DEINE AUFGABE — Schreib den Text über Jaguar ab, angefangen bei "Gegenwärtig verfolgen wir" und weiter bis einschließlich "als Luxusmarke verkörpern.". Ersetze dabei "Händler" durch "Vertriebspartner".

Jaguar in Deutschland will künftig stärker den Luxusaspekt der Marke in den Vordergrund rücken. Wäre es da nicht sinnvoll, ein Auto oberhalb des jetzigen Leistungs- und Preisniveaus anbieten zu können. Dass ein Markt unterhalb von Maybach oder Rolls Royce existiert, hat Bentley bewiesen.

Gegenwärtig verfolgen wir ein solches Projekt nicht. Wir sind damit beschäftigt, den Erfolg unseres Sportwagens XK weiter auszubauen und wir werden mit dem XF in Kürze einen neuen sportlichen Viertürer auf den Markt bringen. Unsere Händler sind sehr gespannt auf das Auto und auch die Reaktionen der Presse sind sehr positiv. Wir sind überzeugt, dass diese Modelle in idealer Weise den Geist von Jaguar als Luxusmarke verkörpern.

DATENAUSZUG —
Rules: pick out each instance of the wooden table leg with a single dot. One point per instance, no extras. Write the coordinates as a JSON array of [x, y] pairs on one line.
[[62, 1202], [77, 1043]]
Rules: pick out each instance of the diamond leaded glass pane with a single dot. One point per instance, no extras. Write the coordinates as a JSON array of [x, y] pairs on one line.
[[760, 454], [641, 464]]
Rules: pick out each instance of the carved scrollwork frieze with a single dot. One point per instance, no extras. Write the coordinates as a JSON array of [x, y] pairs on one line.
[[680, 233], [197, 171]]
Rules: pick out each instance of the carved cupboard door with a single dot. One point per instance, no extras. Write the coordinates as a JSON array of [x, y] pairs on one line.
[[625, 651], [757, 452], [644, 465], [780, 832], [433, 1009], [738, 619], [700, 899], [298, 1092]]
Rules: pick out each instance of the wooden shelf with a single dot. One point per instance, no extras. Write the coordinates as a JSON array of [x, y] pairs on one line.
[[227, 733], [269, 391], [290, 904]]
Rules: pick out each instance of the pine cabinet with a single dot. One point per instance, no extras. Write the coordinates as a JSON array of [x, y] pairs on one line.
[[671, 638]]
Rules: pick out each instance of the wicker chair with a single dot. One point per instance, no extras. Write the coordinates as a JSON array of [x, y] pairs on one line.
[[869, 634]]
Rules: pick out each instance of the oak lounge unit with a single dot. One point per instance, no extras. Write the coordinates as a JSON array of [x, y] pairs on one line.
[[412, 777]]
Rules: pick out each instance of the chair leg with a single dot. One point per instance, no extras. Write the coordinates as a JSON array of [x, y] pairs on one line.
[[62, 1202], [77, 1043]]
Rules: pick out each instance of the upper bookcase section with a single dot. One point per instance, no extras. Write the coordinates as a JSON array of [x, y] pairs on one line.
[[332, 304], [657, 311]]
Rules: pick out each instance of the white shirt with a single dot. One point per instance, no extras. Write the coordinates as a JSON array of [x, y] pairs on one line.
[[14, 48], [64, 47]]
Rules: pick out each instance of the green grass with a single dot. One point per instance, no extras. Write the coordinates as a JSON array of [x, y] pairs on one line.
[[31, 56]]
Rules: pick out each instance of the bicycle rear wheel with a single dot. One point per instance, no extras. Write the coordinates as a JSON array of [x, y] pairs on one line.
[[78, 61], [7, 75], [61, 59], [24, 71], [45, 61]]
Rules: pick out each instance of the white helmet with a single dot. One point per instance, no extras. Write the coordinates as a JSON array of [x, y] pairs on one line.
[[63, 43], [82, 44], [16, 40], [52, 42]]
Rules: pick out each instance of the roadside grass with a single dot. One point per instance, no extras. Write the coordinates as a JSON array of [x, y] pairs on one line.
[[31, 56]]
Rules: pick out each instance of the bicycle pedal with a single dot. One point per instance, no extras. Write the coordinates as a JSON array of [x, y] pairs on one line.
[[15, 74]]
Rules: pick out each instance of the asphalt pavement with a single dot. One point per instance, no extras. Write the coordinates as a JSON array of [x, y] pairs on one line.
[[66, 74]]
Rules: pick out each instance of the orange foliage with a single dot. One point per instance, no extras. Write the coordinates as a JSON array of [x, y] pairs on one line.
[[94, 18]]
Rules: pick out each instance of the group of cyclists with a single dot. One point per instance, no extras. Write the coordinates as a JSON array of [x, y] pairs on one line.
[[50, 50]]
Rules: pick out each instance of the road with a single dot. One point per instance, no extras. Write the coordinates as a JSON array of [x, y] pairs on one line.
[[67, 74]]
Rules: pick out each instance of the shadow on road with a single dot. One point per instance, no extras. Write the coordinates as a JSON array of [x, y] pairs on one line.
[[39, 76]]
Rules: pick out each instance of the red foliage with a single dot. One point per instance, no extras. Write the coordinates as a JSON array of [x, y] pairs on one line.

ANTWORT ZUR AUFGABE —
Gegenwärtig verfolgen wir ein solches Projekt nicht. Wir sind damit beschäftigt, den Erfolg unseres Sportwagens XK weiter auszubauen und wir werden mit dem XF in Kürze einen neuen sportlichen Viertürer auf den Markt bringen. Unsere Vertriebspartner sind sehr gespannt auf das Auto und auch die Reaktionen der Presse sind sehr positiv. Wir sind überzeugt, dass diese Modelle in idealer Weise den Geist von Jaguar als Luxusmarke verkörpern.